Task: Retype only the stretch of lines that starts with the line containing "wooden fence post" and ends with the last line of the records, both included, exactly.

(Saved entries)
****
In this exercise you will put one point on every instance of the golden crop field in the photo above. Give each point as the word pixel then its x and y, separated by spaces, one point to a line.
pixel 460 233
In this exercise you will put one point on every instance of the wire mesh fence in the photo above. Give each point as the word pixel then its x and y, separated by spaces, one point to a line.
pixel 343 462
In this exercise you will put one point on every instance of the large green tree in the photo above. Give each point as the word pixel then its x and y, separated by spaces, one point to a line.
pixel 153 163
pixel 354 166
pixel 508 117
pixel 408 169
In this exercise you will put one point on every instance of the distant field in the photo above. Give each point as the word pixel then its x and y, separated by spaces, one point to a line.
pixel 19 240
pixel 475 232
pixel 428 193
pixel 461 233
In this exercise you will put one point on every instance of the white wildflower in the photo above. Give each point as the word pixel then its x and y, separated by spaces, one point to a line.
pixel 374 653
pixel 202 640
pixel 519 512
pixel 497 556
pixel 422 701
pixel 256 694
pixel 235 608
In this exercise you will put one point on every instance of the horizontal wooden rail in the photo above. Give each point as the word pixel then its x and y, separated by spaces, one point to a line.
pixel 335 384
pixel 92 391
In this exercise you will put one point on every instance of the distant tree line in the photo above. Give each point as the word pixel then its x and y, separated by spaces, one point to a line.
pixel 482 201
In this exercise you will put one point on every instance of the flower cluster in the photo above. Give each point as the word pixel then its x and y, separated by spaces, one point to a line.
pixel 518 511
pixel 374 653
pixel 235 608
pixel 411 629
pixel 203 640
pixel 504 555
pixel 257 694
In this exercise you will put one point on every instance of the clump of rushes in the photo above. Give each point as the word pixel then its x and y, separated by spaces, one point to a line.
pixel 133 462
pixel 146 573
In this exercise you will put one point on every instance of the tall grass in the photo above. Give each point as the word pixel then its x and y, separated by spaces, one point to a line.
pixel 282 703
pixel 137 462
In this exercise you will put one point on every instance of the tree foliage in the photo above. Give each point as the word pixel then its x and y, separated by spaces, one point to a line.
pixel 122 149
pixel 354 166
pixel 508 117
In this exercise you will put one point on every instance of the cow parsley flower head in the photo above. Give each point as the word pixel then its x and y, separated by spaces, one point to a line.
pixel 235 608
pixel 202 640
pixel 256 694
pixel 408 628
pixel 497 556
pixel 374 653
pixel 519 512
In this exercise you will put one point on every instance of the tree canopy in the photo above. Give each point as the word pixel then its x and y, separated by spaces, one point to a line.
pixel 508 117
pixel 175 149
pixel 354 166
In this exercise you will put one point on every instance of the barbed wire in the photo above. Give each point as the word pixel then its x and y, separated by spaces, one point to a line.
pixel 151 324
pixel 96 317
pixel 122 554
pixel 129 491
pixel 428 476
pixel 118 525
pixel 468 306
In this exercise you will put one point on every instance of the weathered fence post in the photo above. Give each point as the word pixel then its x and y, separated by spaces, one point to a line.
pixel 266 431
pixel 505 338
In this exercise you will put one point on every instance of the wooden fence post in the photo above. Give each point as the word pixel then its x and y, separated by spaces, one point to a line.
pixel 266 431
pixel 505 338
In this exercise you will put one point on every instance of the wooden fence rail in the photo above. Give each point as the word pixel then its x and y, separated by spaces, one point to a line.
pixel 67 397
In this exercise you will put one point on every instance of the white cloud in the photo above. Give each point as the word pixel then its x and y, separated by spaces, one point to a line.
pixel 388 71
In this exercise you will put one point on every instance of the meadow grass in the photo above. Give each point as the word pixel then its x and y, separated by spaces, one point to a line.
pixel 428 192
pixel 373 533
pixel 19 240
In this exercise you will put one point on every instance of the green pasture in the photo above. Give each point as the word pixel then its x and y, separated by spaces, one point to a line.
****
Answer for the task:
In this exercise you will put one point on every instance of the wooden fence post in the photo above. Give each point as the word pixel then its x and y, separated by spaces, one point to a line.
pixel 266 431
pixel 505 338
In this exercise you will put one point on every instance of the wooden fence rail in the photo above. Give each point as the word pixel then its x and y, separated by spaces, one point to a line.
pixel 67 397
In this exercise you will put one point on every instance of the white cloud in the photo above. Give each point as the word pixel then its x and y, separated by spaces, one point to a line.
pixel 388 71
In this exercise you will put one point on every instance of the meadow grass in the photo above. Give each point as the word pixel then its x and y, separated by spaces, one point to a line.
pixel 428 192
pixel 373 533
pixel 19 240
In this exercise you will put one point on every instance of the green pasture in the photo above. Give each point as the word pixel then its x and y, separated by spaces, one point to a line.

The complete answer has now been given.